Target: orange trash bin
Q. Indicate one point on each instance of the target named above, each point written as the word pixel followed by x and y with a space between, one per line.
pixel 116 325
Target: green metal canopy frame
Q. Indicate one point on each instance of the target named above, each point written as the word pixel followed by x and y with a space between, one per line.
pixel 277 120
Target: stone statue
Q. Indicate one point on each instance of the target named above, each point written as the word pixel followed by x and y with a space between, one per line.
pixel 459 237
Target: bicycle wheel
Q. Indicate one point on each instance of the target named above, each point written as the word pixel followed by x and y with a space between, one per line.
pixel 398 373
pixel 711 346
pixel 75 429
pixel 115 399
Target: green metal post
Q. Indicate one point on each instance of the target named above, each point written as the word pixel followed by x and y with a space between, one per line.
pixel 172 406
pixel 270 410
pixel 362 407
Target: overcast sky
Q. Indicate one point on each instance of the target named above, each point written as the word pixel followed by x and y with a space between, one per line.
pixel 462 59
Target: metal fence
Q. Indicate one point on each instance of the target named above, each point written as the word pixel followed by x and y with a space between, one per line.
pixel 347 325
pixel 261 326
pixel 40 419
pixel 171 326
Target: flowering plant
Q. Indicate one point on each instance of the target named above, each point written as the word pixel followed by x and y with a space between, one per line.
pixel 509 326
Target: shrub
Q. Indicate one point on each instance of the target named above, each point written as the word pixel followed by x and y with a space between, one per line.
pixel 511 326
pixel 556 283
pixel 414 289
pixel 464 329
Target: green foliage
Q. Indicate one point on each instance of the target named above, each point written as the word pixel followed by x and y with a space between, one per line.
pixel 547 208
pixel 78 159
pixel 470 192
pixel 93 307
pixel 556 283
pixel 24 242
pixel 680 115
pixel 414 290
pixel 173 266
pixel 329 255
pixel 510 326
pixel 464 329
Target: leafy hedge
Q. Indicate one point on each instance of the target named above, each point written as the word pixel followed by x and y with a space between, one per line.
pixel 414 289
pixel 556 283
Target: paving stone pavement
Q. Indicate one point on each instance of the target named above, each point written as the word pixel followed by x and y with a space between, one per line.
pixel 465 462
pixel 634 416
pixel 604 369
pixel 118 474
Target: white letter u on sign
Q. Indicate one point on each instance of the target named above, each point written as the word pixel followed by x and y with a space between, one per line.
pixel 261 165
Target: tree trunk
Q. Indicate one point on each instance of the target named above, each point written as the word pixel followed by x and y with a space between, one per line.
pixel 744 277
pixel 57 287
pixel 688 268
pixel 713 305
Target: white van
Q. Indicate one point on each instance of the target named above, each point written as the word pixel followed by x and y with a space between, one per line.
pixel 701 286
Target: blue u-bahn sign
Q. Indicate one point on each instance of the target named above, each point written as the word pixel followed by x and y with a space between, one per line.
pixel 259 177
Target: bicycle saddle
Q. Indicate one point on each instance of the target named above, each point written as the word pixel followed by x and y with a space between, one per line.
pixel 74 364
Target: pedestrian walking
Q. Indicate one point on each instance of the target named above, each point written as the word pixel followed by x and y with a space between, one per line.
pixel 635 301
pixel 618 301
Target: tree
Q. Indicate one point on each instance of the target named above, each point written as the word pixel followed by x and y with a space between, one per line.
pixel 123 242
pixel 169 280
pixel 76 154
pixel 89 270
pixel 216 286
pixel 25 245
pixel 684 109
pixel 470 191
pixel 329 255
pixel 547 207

____________

# Task statement
Print all the rows above again, word for word and in the same order.

# Full response
Target: orange trash bin
Q. Indicate one point on each instance of the target named above, each point written as the word pixel followed by x and y with a space between, one per line.
pixel 116 325
Target: green metal canopy frame
Q. Indicate one point on each instance of the target named above, each point written as the word pixel followed by x and y with a space between, one per line.
pixel 277 120
Target: stone statue
Q. Indicate one point on each instance of the target named above, each point written as the word pixel followed by x and y with a space between, one per line.
pixel 459 237
Target: bicycle wheel
Q. Indicate one point on each instance of the target named above, each point written as the word pixel followed by x and y with a space between, one per line.
pixel 398 373
pixel 711 346
pixel 75 429
pixel 115 399
Target: green metal post
Q. Indicate one point on each instance of the target named above, each point written as the word pixel followed by x and y with a space between, one per line.
pixel 172 406
pixel 270 410
pixel 362 407
Target: overcast sky
Q. Indicate one point on each instance of the target named above, each point written as the word pixel followed by x and y with a space between, one per line.
pixel 462 59
Target: metal fence
Q. Indicate one point on each instance of the target named above, each point written as the word pixel followed by x and y with a space between, one per line.
pixel 347 325
pixel 261 326
pixel 40 419
pixel 171 326
Target: flowering plant
Q. Indicate one point on each instance of the target named above, each point written as the word pixel followed by x and y with a space between, one per line.
pixel 509 326
Target: shrub
Q. Indicate one point on each instance of the target named above, each point written as the word pixel followed by x and y with a space between, one per line.
pixel 511 326
pixel 556 283
pixel 414 289
pixel 464 329
Target: green foliage
Q. Indicate one point on each instance of the target named above, each point written as the word pixel followed by x and y with a space between, one per line.
pixel 547 208
pixel 78 159
pixel 470 192
pixel 93 307
pixel 556 283
pixel 24 242
pixel 680 115
pixel 414 290
pixel 173 266
pixel 329 255
pixel 510 326
pixel 464 329
Target: leafy hedge
Q. Indicate one point on each instance of the target named above, each point written as the word pixel followed by x and y with a space between, one per line.
pixel 414 289
pixel 556 283
Target: paving stone pavement
Q. Indicate one point on each instance of the target named above, each point written as the word pixel followed by x and y with a space between, one per line.
pixel 465 462
pixel 634 416
pixel 604 369
pixel 118 474
Target: white letter u on sign
Q. Indicate one point on each instance of the target named above, each point written as the word pixel followed by x and y with a space between, one per line.
pixel 261 165
Target: tree trunk
Q. Indicate one point on each instance of the target named above, each point written as the word pixel followed by x and y with a space between, one per line.
pixel 744 277
pixel 57 287
pixel 688 268
pixel 713 305
Target: white van
Q. Indicate one point on each instance of the target named above, each point written as the word pixel followed by x and y with a space between, one per line.
pixel 701 286
Target: blue u-bahn sign
Q. Indicate one point on each instance of the target named above, each point written as the word pixel followed by x and y with a space between, one per line.
pixel 259 177
Target: bicycle saddle
Q. Indicate one point on each instance of the target named above, each point written as the word pixel followed by x and y with a space between, one per line.
pixel 74 364
Target: pedestrian walking
Q. Indicate one point on each instance of the target named above, each point written as the word pixel followed by x and y with a space between, one per line.
pixel 635 301
pixel 618 301
Target: tree
Q. Indicate one point on each instance of the target named above, each point written as the word pixel followed by x and y with a space between, one per line.
pixel 123 242
pixel 169 280
pixel 76 154
pixel 89 270
pixel 216 286
pixel 25 245
pixel 684 109
pixel 470 191
pixel 329 255
pixel 547 207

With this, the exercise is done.